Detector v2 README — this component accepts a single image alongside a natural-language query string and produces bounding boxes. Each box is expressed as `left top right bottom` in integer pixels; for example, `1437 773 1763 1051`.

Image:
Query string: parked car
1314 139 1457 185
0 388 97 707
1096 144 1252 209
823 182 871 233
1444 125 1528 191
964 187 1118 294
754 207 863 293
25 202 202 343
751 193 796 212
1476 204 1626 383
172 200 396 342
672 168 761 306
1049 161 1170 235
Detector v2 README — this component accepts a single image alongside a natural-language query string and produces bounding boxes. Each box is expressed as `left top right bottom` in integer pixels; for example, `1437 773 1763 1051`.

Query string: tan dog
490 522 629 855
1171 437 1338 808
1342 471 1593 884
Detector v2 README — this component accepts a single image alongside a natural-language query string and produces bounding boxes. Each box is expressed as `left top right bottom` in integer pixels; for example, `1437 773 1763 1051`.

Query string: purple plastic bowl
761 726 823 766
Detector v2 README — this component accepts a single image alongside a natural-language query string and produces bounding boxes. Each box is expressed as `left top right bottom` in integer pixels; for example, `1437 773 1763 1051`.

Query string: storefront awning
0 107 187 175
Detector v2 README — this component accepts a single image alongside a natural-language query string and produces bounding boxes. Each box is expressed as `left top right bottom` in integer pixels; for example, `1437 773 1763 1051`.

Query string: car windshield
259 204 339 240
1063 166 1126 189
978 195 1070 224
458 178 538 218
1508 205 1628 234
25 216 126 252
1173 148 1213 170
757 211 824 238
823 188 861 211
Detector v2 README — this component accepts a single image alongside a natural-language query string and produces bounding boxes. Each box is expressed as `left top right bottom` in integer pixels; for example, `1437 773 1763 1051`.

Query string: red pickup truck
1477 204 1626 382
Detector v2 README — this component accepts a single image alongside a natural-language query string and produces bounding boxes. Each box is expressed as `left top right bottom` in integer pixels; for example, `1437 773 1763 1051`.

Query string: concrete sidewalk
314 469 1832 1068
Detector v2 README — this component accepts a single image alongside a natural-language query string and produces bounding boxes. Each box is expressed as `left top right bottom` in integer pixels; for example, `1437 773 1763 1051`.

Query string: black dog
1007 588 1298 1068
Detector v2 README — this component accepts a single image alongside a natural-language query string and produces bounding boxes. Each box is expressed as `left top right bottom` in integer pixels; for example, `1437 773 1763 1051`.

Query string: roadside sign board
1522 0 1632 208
◇ ◇ ◇ ◇
EXERCISE INSTRUCTIONS: Having read the records, return each one exactly.

WRITTEN ANSWER:
Detector v2 README — this component accepts a single image alongside a natural-language query string and produces bounding boxes. Each box is expressed as `left top right bottom` in integer pixels; for example, `1437 773 1763 1051`.

Image:
Query string: parked car
1314 139 1457 185
0 388 97 707
1096 144 1252 209
823 182 871 233
1444 125 1528 191
964 187 1118 294
754 207 863 293
25 202 202 343
751 193 796 212
1476 204 1626 383
172 200 396 342
672 168 761 306
1049 161 1170 235
Detector v2 README — this component accepts a single image alongside a natural-language query string and produces bounding boxes. Each box is expressed as `left top right bottom` in integer pixels; for example, `1437 773 1763 1051`.

Query string: tan dog
490 522 629 855
1171 437 1338 808
1342 471 1593 884
Detector v2 README — this component accepts a single image alongside a natural-language query string and produces bounding boxes. Each box is expressed as `left top right bottom` in integer pixels; for example, `1437 773 1763 1051`.

Query string: purple plastic bowl
761 726 823 766
Detector v2 README — this component accepts a single image alongside a natural-language query string and produces bounding boxes. Each box is expressed as `left top right bottom` in integer pixels; for example, `1437 773 1763 1051`.

Query string: storefront awning
0 107 187 175
Detector v2 README — this component accepts a single image alongside a natural-language query string and produces bounding boxes. Each box is expressed as `left top right bottom` in integer pixels; for example, `1437 773 1763 1051`.

Query string: car windshield
259 204 339 240
1063 166 1126 189
978 195 1070 224
458 178 538 218
1508 205 1628 234
25 216 126 252
1173 148 1213 170
757 211 824 238
823 188 861 211
Detector v2 README — this component accepts a single image alongside a natural-language query string and produces bounding boxes. Each box is expressed as `left top right bottom` in integer pixels; for example, `1437 773 1763 1051`.

Query string: red pickup truck
1477 204 1626 382
Detector v2 README — this component accepts a single image alongside a natural-language query string and produces bounding boxes. Each box is expressed as `left top right bottom` in integer pixels; for example, `1437 773 1763 1051`.

Query string: concrete sidewalk
314 469 1832 1068
Detector v2 README — this component accepts a single image alongside a natural-language query string and produces bounding boxes. Each box is expressed as `left top right bottom` in integer pixels; for example, `1437 773 1763 1051`.

Query string: black dog
1007 588 1298 1068
Detector v2 README — this component accepts a single image alongside a natural-language query string and produces bounding boxes. Each box is expressed as `left top right bottom` in integer pixels; for example, `1437 773 1763 1051`.

Query string: roadside sign board
1522 0 1632 208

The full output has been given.